_Stated goal_
Reproduce each row below verbatim, character for character, preserving the original line order and line breaks.
--- start Dataset records ---
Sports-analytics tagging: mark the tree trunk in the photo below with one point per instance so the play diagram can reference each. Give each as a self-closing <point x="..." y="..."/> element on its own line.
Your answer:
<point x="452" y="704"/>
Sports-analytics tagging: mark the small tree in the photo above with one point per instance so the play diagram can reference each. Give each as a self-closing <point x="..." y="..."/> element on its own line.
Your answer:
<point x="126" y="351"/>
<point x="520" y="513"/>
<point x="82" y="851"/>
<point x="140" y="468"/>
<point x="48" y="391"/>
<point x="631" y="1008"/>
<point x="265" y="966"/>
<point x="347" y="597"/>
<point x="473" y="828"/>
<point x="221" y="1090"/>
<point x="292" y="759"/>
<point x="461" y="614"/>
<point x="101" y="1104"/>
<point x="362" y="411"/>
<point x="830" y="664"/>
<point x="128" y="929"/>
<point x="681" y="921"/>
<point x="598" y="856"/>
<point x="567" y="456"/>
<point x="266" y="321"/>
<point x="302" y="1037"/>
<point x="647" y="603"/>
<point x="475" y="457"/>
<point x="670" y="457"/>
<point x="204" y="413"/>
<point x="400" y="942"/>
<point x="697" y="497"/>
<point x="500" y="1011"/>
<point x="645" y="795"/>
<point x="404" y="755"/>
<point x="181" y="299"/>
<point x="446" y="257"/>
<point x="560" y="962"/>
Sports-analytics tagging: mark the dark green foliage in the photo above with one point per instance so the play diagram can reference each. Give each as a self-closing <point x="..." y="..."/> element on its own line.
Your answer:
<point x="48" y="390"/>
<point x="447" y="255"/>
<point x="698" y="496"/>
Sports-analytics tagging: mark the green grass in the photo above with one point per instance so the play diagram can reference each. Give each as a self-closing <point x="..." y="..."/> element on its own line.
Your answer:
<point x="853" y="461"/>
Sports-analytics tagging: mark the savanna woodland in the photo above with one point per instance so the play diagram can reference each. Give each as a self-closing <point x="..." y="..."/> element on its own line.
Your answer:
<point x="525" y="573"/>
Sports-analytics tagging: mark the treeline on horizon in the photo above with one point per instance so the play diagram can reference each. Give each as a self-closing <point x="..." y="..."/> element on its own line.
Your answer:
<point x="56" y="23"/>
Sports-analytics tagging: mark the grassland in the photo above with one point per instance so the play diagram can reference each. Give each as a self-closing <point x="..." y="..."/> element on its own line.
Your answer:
--- end Dataset records ---
_Solution for this exercise_
Sports-analytics tagging: mark the tree trunk in the photo below with one point per instance so the play diagram can reference each. Give each as a self-closing <point x="..." y="..."/> element on its own line.
Your answer:
<point x="452" y="704"/>
Sports-analytics tagging: mark the small tree in the photo above with one point per instance so the play diagram can reference each. Give each as a self-closing <point x="..." y="..."/> element on its own line.
Your answer:
<point x="126" y="351"/>
<point x="520" y="513"/>
<point x="82" y="851"/>
<point x="140" y="468"/>
<point x="48" y="391"/>
<point x="631" y="1008"/>
<point x="265" y="966"/>
<point x="347" y="597"/>
<point x="473" y="828"/>
<point x="221" y="1090"/>
<point x="292" y="759"/>
<point x="461" y="614"/>
<point x="101" y="1104"/>
<point x="362" y="411"/>
<point x="830" y="664"/>
<point x="128" y="929"/>
<point x="681" y="921"/>
<point x="598" y="856"/>
<point x="567" y="456"/>
<point x="266" y="321"/>
<point x="302" y="1037"/>
<point x="647" y="603"/>
<point x="475" y="457"/>
<point x="670" y="457"/>
<point x="204" y="413"/>
<point x="400" y="942"/>
<point x="697" y="497"/>
<point x="500" y="1011"/>
<point x="645" y="795"/>
<point x="404" y="755"/>
<point x="181" y="299"/>
<point x="446" y="257"/>
<point x="560" y="962"/>
Sports-analytics tagging: mark the dark green foliage in the photo above with one point per instance so the play diagram can reference each. Give each as a self-closing <point x="..." y="..."/> element on its own line.
Your answer:
<point x="48" y="390"/>
<point x="447" y="255"/>
<point x="698" y="496"/>
Sports-analytics tagging: mark the green grass in the photo above with one point per instance so the play diagram can reference each. Give each as a self-closing <point x="..." y="..."/> element on its own line.
Your answer:
<point x="853" y="461"/>
Sports-analytics tagging: mark the savanna woodland in the photo above with one point per instance so the play diagram can reference each. Give each as a self-closing <point x="..." y="..."/> element on its own line.
Your answer:
<point x="525" y="573"/>
Sports-analytics tagging: mark the treeline on horizon in the photo above with one point per instance so the play diagram can reference each. Give each as a self-closing <point x="..." y="..."/> element on its own line.
Your answer:
<point x="56" y="23"/>
Sports-analytics tagging: mark the grassland in the photo above with one point per instance so the play diagram can reference each. Give each as a self-closing <point x="..." y="..."/> element on its own line.
Your answer:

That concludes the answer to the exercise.